> _Task objective_:
Count the lines in the rows below that contain the word "white". Reply with the number alone.

> _Items from a data source_:
** BEGIN **

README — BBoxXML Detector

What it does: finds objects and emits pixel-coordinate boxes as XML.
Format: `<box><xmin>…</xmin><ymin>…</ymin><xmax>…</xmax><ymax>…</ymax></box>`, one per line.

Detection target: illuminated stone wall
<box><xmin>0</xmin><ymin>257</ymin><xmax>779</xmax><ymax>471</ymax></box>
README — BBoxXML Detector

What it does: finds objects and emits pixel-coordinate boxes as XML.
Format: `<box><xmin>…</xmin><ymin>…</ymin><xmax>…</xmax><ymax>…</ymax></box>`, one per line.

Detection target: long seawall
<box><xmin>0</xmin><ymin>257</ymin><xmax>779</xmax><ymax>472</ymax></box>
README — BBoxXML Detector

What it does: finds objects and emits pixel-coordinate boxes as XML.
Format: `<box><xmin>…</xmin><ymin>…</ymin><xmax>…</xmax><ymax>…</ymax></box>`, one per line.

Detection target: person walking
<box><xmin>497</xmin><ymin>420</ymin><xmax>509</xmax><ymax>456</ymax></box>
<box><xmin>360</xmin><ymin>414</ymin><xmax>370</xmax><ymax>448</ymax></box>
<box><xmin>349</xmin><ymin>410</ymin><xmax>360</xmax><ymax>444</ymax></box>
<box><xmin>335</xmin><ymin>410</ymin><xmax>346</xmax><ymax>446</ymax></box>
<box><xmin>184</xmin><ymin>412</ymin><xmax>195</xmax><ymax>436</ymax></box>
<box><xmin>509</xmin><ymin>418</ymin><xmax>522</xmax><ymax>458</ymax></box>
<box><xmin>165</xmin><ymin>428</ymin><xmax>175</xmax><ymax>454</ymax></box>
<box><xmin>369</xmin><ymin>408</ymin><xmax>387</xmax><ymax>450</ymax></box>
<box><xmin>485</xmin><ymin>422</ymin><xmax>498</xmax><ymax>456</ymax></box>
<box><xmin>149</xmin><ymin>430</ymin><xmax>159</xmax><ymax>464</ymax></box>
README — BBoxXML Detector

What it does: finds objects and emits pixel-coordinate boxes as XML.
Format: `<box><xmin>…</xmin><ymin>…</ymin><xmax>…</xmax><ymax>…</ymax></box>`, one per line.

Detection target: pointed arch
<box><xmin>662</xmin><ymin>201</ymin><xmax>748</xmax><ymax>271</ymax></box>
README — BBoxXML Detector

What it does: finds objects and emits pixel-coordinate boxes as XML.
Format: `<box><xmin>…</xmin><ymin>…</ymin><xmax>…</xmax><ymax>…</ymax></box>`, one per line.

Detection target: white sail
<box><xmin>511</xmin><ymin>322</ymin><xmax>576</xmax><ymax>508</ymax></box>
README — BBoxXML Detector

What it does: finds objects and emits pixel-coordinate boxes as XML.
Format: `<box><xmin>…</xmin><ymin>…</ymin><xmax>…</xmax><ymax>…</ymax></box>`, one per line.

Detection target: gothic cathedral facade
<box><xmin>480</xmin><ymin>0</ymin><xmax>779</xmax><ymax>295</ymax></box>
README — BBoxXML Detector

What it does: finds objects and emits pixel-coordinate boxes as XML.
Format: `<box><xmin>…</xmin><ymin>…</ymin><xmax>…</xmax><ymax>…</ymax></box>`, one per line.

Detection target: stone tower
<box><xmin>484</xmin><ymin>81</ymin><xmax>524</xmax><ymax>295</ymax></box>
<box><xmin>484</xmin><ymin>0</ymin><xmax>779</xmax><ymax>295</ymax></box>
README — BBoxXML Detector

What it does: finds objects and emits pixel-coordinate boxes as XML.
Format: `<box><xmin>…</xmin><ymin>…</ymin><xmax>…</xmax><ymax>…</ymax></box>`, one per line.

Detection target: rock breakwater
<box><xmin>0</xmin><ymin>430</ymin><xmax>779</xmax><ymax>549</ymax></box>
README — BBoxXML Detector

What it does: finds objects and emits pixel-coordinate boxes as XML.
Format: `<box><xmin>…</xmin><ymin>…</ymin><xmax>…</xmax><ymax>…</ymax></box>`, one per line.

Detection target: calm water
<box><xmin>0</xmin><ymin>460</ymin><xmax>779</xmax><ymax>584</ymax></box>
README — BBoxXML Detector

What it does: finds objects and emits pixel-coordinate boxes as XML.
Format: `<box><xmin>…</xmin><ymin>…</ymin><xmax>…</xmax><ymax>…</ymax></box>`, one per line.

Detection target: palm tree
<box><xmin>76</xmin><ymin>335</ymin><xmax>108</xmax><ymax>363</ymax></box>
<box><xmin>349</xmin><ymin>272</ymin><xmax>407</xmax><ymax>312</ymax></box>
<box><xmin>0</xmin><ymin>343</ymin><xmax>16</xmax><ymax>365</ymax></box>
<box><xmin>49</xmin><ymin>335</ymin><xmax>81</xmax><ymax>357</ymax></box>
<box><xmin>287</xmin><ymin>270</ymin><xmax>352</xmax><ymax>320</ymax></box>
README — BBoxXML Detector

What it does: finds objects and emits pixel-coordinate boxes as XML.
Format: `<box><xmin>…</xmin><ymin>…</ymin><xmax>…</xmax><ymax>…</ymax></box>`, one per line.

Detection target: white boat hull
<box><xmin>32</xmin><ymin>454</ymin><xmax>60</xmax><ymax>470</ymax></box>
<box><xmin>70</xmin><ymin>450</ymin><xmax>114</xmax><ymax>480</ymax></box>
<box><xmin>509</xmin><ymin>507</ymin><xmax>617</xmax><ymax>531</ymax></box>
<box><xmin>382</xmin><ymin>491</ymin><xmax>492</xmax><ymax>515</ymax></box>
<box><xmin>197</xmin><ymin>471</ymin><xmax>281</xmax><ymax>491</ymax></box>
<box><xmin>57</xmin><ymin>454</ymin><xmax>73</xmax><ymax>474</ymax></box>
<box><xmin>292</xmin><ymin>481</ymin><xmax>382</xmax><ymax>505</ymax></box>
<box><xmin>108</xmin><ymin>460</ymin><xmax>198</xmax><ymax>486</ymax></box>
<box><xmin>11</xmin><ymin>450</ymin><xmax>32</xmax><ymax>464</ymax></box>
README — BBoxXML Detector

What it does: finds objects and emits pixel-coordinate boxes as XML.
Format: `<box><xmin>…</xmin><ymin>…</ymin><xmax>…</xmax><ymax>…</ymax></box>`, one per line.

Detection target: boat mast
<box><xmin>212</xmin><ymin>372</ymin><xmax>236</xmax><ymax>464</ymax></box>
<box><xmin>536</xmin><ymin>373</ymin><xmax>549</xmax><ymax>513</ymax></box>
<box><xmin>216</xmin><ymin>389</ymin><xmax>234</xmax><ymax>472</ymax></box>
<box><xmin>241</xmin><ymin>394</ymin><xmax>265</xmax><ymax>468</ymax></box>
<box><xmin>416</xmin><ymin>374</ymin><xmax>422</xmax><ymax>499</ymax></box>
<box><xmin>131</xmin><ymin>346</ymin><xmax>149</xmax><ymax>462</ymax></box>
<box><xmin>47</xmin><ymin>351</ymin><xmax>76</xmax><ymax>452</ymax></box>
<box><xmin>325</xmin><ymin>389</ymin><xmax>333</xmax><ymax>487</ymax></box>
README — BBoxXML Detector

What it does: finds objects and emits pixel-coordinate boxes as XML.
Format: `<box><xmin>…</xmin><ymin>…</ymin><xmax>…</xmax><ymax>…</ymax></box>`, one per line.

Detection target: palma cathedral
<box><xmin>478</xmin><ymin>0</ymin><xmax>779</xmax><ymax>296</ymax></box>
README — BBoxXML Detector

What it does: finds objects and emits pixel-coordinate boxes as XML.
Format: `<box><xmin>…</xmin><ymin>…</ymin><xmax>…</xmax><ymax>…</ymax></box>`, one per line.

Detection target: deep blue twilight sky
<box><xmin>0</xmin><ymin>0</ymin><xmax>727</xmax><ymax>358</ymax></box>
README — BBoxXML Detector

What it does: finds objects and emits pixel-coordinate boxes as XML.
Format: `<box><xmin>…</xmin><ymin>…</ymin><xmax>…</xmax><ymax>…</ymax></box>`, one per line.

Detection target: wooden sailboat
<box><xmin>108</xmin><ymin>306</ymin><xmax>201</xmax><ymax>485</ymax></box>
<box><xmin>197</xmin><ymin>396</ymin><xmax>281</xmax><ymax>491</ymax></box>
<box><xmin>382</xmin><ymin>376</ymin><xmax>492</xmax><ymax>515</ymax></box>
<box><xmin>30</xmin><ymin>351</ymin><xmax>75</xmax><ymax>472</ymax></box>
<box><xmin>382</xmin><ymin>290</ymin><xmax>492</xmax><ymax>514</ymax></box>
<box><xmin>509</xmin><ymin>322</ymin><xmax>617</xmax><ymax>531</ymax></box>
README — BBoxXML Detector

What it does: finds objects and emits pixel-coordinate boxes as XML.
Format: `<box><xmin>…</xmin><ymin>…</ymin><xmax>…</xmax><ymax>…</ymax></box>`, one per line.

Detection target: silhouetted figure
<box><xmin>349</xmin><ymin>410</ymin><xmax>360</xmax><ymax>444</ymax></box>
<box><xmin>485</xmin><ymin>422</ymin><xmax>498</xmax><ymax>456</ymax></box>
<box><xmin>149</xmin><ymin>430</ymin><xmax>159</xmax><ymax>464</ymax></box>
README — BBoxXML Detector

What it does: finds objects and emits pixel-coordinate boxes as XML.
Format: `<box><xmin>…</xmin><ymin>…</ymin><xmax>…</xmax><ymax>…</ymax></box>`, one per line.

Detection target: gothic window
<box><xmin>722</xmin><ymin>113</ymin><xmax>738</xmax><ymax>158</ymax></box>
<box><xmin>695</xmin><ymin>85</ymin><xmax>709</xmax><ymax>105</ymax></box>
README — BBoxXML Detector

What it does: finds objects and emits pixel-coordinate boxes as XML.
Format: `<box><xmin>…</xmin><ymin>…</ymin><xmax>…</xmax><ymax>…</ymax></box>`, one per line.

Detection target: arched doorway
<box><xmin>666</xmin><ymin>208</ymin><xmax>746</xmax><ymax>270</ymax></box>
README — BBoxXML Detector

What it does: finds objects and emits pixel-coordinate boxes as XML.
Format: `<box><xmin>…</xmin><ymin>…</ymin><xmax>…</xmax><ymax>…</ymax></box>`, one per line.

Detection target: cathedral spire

** END **

> _Task output_:
2